╔══

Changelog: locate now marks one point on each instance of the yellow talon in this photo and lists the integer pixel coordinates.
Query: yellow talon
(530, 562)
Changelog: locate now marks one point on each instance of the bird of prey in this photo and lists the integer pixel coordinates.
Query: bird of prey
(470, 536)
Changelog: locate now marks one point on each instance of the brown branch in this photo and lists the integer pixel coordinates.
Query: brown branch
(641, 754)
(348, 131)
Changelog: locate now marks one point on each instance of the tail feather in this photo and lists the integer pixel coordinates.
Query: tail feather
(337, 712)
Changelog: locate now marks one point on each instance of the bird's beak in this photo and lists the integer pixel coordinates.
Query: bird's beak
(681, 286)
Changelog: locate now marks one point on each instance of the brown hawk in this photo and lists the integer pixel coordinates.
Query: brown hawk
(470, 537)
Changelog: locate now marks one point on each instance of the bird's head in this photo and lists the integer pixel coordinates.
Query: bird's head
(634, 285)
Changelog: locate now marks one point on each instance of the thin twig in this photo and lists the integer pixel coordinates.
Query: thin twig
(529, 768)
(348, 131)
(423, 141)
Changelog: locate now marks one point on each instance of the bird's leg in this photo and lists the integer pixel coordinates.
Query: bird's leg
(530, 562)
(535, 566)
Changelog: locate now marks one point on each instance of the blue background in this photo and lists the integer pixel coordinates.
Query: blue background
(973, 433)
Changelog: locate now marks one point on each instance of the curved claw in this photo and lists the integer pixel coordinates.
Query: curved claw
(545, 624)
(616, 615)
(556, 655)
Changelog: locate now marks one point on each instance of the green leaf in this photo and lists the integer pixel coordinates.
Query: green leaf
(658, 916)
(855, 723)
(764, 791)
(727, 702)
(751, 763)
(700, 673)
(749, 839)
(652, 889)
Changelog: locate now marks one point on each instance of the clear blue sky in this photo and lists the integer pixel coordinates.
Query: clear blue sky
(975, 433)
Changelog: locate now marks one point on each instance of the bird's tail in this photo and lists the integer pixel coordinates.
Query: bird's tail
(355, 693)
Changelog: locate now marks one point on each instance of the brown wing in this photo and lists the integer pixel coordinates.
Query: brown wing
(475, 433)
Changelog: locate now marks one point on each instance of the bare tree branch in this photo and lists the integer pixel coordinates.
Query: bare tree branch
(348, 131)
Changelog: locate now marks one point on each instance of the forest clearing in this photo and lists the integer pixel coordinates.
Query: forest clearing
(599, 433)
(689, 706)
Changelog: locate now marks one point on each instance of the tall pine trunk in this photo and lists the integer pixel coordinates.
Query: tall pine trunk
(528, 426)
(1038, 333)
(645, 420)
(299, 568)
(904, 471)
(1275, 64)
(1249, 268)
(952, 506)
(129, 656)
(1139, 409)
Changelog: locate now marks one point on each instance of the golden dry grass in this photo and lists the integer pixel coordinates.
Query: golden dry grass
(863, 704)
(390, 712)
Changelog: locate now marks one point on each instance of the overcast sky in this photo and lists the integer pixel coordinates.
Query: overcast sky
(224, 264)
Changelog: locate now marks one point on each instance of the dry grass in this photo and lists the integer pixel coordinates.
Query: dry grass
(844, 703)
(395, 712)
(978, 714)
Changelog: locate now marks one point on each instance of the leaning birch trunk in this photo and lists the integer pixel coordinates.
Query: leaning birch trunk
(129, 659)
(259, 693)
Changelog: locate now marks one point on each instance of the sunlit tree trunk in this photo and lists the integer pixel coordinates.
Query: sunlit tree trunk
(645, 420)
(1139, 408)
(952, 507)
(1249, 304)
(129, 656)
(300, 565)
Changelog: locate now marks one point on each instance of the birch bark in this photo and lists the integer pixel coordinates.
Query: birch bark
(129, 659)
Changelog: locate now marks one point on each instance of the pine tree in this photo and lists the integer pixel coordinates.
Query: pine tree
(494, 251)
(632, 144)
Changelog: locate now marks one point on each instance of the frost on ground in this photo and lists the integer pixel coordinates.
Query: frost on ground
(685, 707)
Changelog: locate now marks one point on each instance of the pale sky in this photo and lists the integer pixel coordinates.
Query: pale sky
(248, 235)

╚══

● Task prompt: Convert the part of the items above, from the line containing "of the pale" through the last line of the items, into a JSON list of strings with one string per line and blank lines left out.

● Task response:
[
  "Changelog: locate now marks one point on each instance of the pale sky in this photo and lists the integer pixel coordinates.",
  "Query: pale sky",
  "(248, 235)"
]